To do: What is needed is an exact transcription of every record, minus the pictures.

(Excerpts from a dataset)
-- -- --
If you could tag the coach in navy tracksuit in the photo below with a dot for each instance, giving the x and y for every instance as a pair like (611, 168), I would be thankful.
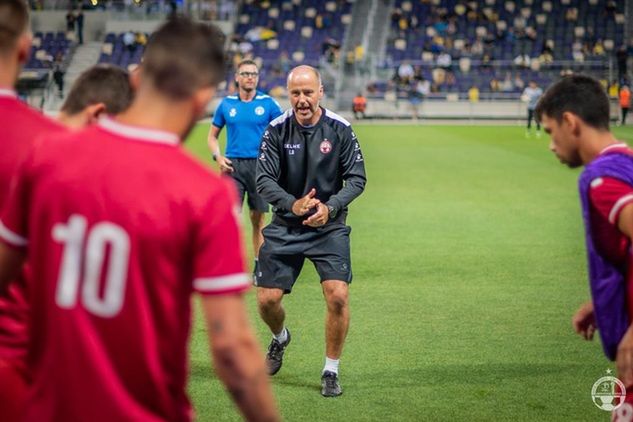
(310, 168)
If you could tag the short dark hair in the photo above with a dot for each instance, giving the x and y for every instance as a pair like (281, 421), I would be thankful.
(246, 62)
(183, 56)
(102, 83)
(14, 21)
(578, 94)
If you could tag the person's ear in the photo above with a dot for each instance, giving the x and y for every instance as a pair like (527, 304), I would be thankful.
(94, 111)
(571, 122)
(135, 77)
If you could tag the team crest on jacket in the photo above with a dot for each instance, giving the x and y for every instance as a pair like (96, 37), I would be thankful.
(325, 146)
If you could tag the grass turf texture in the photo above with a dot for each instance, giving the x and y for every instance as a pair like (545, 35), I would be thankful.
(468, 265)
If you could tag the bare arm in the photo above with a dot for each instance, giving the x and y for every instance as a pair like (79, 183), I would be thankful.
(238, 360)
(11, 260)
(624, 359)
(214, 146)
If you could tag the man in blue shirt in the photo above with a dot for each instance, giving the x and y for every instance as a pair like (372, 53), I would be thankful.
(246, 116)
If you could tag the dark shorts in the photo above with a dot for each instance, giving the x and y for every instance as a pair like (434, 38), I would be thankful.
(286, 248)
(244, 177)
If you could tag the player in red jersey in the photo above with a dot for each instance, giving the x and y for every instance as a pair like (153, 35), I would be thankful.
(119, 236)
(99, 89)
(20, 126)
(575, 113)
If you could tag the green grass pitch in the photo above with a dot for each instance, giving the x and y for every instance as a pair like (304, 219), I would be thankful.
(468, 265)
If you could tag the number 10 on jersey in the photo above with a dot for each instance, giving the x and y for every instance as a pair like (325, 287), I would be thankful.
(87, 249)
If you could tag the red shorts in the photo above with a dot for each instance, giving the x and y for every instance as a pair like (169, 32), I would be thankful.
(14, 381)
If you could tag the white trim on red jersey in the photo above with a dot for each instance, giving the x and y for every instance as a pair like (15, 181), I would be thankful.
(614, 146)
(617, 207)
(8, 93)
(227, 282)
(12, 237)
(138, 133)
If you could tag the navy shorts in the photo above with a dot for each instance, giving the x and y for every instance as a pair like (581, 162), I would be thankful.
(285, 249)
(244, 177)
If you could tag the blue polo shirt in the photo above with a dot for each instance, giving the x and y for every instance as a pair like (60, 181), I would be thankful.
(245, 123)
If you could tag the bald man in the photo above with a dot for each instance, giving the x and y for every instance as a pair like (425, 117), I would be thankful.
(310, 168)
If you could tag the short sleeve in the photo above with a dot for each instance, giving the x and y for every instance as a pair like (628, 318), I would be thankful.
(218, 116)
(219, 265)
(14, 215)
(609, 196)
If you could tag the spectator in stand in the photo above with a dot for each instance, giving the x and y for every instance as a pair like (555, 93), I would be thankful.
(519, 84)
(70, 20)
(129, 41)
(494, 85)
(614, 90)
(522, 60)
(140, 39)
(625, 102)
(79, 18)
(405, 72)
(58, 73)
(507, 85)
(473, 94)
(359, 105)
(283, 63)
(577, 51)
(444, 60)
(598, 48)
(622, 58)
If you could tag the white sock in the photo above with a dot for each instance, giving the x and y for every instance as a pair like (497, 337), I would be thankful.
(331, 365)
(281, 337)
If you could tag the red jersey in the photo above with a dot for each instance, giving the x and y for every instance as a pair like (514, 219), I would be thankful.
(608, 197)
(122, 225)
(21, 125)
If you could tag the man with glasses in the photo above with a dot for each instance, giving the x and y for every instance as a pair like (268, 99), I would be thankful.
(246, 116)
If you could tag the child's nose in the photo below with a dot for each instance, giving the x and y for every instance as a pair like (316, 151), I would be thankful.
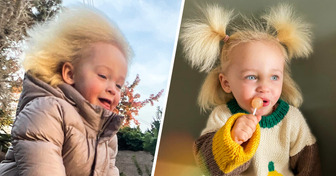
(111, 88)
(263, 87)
-- -- --
Answer section:
If you could tag the coach in navy tracksuit in the photo below with a dot for each instance, giving the x and y for every instance as a pair like (611, 168), I would be thankful.
(310, 168)
If you could tag the short dark hair in the photo above with a dot for each instance, giving the x and y for every instance as a pair like (281, 421), I would be thankful.
(246, 62)
(183, 56)
(102, 83)
(14, 21)
(578, 94)
If you could tag the person's ear in the photo above with a dot for each instance, giving the x and y for every instance as a pair like (527, 304), I would be thankful.
(94, 111)
(571, 122)
(135, 77)
If you could tag the team crest on jacket in the photo above with a dot for each instance, giving the x and y for every instance as a pair like (96, 37), I would be thankful.
(325, 146)
If you could tag the grass turf texture in the photo above with a dot for each instance, giving the x and y for every instance as a pair like (545, 35), I would be thankful.
(468, 265)
If you could tag the bare arm in the photo above with a dot for each instance, giving the x and y for every instance as a pair like (79, 183), I would be thankful.
(238, 360)
(11, 260)
(624, 359)
(214, 146)
If you could tag the man in blue shirt in the photo above with a dot for each instance, giving the x and y for every instance as a pair like (372, 53), I would be thankful.
(246, 116)
If you could tag the dark shorts in the photo above with a dot for each instance, giving the x and y for every instance as a pair like (434, 38), I would be thankful.
(286, 248)
(244, 177)
If you could tag the player in red jersey in the photo above with a dot for each instance, giving the x and y for every instance as a pair like (153, 35), I would be thankful.
(119, 236)
(99, 89)
(20, 126)
(575, 113)
If you could tag the green grass pitch in the photo above with a dot for each instance, giving the x and y for every instance as a pair like (304, 219), I would be thankful.
(468, 265)
If you could tag the number 10 on jersey in the photo above with a dot for each instance, giving the x and y for every instance as a pair like (325, 287), I would be thankful.
(87, 249)
If you could tag the red shorts in the photo above with a dot for each instance, giving the x and y for every instance as a pair like (169, 32), I would be thankful.
(14, 381)
If you could tag the white trim on red jersey in the photo above with a dot for each instance, giving the x and y for every instance as a pair like (15, 181), I would be thankful.
(614, 146)
(617, 207)
(8, 93)
(227, 282)
(12, 237)
(138, 133)
If you could tag the navy shorts in the photo above with a dot for each instance, giving the x and y for every instance as a pair like (581, 162), I would be thankful.
(285, 249)
(244, 177)
If you could tag the blue polo shirt in the photo above with a dot for each instance, giving the x and y for every instance as a pair like (60, 181), I would be thankful.
(245, 123)
If you could tag the bald man in the photo above with a dot for each instance, giving the x and y for every instance as a pair like (425, 117), I would be thankful.
(310, 168)
If you could tag the short sleeve in the photo above with a dot for each instance, giving the x and y for every instance as a pair like (628, 318), I would be thankful.
(218, 116)
(219, 265)
(14, 215)
(609, 196)
If you could tag the spectator in stand in the photo above with a dot for each instance, giving the x and y for every instance as a pair like (555, 93), I would be thankful.
(519, 84)
(70, 20)
(129, 41)
(494, 85)
(614, 90)
(522, 60)
(140, 39)
(625, 102)
(79, 18)
(405, 72)
(58, 73)
(507, 85)
(473, 94)
(359, 105)
(283, 63)
(577, 51)
(444, 60)
(598, 48)
(622, 58)
If you could tag the white sock in the photo above with a dot for each instance, giving the x and y for every instance as a pair like (497, 337), I would be thankful.
(331, 365)
(281, 337)
If you could tag the red jersey in the photo above with a dot for each instance, giving the x and y for every instance as a pair like (514, 219), I would be thankful.
(608, 197)
(122, 225)
(21, 125)
If you could tag the man with glasses in the photo above with a dot for each instance, giving the x and y for every instance as a pair like (268, 99), I would be thankful.
(246, 116)
If you could tag the child's nose in the photo below with a dot for each instance, giving the x and y for every instance as a pair like (316, 151), I would be thankful.
(111, 88)
(263, 87)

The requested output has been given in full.